ТЕКСТ>
Вторым «университетом» оказалась для Лермонтова школа гвардейских прапорщиков и кавалерийских юнкеров. Два года, проведенные в ней, Лермонтов назвал «страшными годами». Так оно и было на самом деле. Оп пережил за эти годы крутую ломку: характера, образа жизни, нравственного склада. О том, как приходилось ему ломать себя, приспосабливаться к уровню гвардейских ухарей и солдафонов, свидетельствуют поэмы, предназначенные для рукописного юнкерского журнала. Эти «непечатные» строки Лермонтова ничего не могут добавить к его поэтическому облику. С отроческой старательностью вдвигает он в свой ямб самое дикое сквернословие, какое только существует в русском языке. Ни изобретательности, ни юмора, ни остроумия у него нет и в помине. Есть только одно: желание прослыть бывалым гусаром-циником! Чужеродная стихия, насильно усвоенная, чудовищно выпирает из этих стихов. <…>

Между тем и в университетские и в юнкерские годы за его плечами был уже немалый творческий опыт и багаж. Семнадцати-восемнадцатилетний юноша - уже сложившийся поэт, автор лирических стихов, из которых многие навсегда вошли в золотой фонд русской поэзии, автор «Измаил-Бея», «Последнего сына вольности», «Ангела смерти». Уже существовали первые наброски «Демона» - он начал его пятнадцати лет. Он начал сразу во всех жанрах: лирика, поэма, роман, драматургия.

ДАННЫЕ>

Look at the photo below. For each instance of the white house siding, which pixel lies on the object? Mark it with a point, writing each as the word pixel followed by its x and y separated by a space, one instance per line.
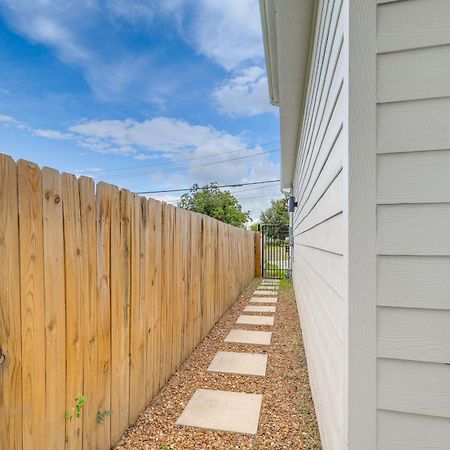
pixel 319 226
pixel 413 225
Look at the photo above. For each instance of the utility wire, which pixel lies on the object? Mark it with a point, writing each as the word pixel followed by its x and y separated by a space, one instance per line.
pixel 219 186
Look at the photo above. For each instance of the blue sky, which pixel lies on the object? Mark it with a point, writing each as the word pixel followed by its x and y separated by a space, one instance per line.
pixel 147 94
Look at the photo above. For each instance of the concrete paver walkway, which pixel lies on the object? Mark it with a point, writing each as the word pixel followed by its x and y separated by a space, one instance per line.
pixel 240 363
pixel 265 292
pixel 255 320
pixel 259 308
pixel 263 300
pixel 249 337
pixel 236 411
pixel 223 411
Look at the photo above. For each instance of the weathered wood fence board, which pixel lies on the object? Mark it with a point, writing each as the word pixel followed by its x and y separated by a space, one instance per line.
pixel 103 294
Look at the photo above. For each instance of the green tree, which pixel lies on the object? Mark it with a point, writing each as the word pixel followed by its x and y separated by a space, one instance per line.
pixel 276 214
pixel 213 202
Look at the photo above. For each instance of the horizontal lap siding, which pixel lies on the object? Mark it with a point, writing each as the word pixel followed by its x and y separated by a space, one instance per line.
pixel 413 221
pixel 318 225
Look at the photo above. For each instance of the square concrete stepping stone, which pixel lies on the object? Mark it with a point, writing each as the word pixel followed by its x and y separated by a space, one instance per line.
pixel 241 363
pixel 263 300
pixel 255 320
pixel 259 308
pixel 265 292
pixel 249 337
pixel 237 412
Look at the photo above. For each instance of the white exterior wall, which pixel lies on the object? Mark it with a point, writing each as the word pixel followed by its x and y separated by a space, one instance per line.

ЗАДАНИЕ 1>
Перескажите кратко в виде списка абзац текста о Лермонтове, который начинается словами «Между тем и в университетские», сохранив его главные факты.
ЗАДАНИЕ 2>
Перепишите слово в слово фрагмент текста о Лермонтове от слов «Между тем и» до слов «поэма, роман, драматургия.».
ЗАДАНИЕ 3>
Согласуются ли с текстом о Лермонтове следующие утверждения? (a) Лермонтов провел в школе гвардейских прапорщиков и кавалерийских юнкеров три года. (b) Первые наброски «Демона» Лермонтов начал в пятнадцать лет. (c) В поэмах для рукописного юнкерского журнала много юмора. Для каждого ответьте «да» или «нет» и точно процитируйте слова текста, которые это решают.

ОТВЕТ 1>
- Уже в университетские и юнкерские годы у Лермонтова был немалый творческий опыт.
- В семнадцать-восемнадцать лет он был сложившимся поэтом.
- Он написал лирические стихи, многие из которых вошли в золотой фонд русской поэзии.
- Он был автором «Измаил-Бея», «Последнего сына вольности» и «Ангела смерти».
- Первые наброски «Демона» он начал в пятнадцать лет.
- Он сразу начал писать во всех жанрах: лирика, поэма, роман, драматургия.

ОТВЕТ 2>
Между тем и в университетские и в юнкерские годы за его плечами был уже немалый творческий опыт и багаж. Семнадцати-восемнадцатилетний юноша - уже сложившийся поэт, автор лирических стихов, из которых многие навсегда вошли в золотой фонд русской поэзии, автор «Измаил-Бея», «Последнего сына вольности», «Ангела смерти». Уже существовали первые наброски «Демона» - он начал его пятнадцати лет. Он начал сразу во всех жанрах: лирика, поэма, роман, драматургия.

ОТВЕТ 3>
(a) Нет: «Два года, проведенные в ней».
(b) Да: «он начал его пятнадцати лет».
(c) Нет: «Ни изобретательности, ни юмора, ни остроумия у него нет и в помине».